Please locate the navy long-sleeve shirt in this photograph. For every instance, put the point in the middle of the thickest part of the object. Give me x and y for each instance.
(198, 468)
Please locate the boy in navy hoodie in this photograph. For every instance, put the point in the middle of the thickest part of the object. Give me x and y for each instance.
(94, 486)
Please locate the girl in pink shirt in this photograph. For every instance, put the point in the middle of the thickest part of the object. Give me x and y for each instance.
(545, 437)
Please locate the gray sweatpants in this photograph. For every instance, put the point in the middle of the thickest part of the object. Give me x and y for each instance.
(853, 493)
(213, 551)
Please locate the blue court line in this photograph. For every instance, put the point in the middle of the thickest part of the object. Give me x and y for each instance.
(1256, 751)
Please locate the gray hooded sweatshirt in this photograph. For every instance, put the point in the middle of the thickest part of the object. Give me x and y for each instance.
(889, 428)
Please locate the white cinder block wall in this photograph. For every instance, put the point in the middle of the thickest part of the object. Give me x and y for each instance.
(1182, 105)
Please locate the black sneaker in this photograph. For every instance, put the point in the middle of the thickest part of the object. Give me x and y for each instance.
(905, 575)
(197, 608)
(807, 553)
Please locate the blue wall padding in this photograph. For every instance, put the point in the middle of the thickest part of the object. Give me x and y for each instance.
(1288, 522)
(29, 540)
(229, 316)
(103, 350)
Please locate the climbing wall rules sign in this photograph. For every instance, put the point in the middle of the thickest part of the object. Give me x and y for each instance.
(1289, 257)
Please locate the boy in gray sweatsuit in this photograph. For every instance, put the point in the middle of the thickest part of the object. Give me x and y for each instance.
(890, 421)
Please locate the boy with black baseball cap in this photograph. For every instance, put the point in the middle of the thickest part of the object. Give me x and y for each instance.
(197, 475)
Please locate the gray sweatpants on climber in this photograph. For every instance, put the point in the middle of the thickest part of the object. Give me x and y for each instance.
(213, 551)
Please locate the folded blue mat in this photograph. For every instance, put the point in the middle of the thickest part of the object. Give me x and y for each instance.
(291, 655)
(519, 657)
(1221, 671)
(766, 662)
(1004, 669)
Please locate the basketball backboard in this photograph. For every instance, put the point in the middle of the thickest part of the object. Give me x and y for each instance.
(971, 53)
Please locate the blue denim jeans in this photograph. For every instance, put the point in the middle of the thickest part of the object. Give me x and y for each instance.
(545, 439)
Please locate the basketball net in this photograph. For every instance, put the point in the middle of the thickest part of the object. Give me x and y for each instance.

-*-

* _WORK TO BE COMPLETED_: Using the data above, print every record exactly as shown.

* _RESPONSE TO THE TASK_:
Please locate the navy long-sleeve shirt in this photograph. For every instance, put the point in the middle of the thickest part of the object. Give me x and y for each instance.
(198, 468)
Please locate the boy in navy hoodie in this photograph. For every instance, put the point in the middle of the thickest part of the object. Give me x and y for each instance.
(94, 486)
Please locate the girl in pink shirt in this photograph. For every instance, put the point in the middle of the thickest part of the object. Give me x and y for each instance.
(545, 437)
Please locate the gray sweatpants in this photograph. For every instance, put the point in the middle of the thickest part of the object. Give me x and y for each instance.
(853, 493)
(213, 551)
Please locate the blue court line in this photograph. For every instance, put the point in the middle of the thickest part of the object. Give me x and y for each instance.
(1256, 751)
Please locate the gray hooded sweatshirt in this photograph. For every instance, put the point in the middle of the thickest part of the object. Give me x and y for each instance.
(889, 428)
Please locate the white cinder block wall in this photograph. For every instance, put the point in the middle of the thickest part of the object. Give me x and y for each instance.
(1182, 105)
Please locate the black sneaker in this photograph. For every instance, put the point in the middle of the thickest part of the object. Give me x and y for each instance.
(905, 575)
(197, 608)
(807, 553)
Please locate the blue wall padding in this photograph. For every instance, put the point in the middle of the thickest part of the object. Give me x and y for each instance.
(1288, 522)
(29, 540)
(229, 316)
(103, 350)
Please locate the climbing wall rules sign in this photograph. For every instance, put the point in the middle of the thickest part of the object. Give me x and y for each instance.
(1289, 257)
Please locate the boy in gray sweatsuit in this photograph. For every instance, put the point in the middle of the thickest part of the object. Give me x and y for each instance.
(890, 421)
Please locate the boy with black baseball cap in this photograph. For every instance, put the point in the middle of the thickest part of the object. Give me x and y for each instance.
(197, 475)
Please locate the gray sweatpants on climber in this photograph. For every instance, put the point in the middle of the thickest part of the object. Give me x and y for each instance.
(213, 551)
Please locate the folded blue mat in this photograph. For every instance, put the point in the middle of the thickest part of the object. Give me x and y for each instance.
(291, 655)
(519, 657)
(1221, 671)
(766, 662)
(1004, 669)
Please locate the basketball backboard in this photograph. For every instance, put the point in the middle of the thickest part of the object. Give me x and y for each instance.
(971, 53)
Please locate the blue denim jeans in this photograph. For every instance, put the point in the middle of the thickest part of the object. Give me x and y for each instance.
(545, 439)
Please locate the basketball net in this photograph. For every instance, put the point in the middle of the thickest part of the object. Give me x and y for each instance.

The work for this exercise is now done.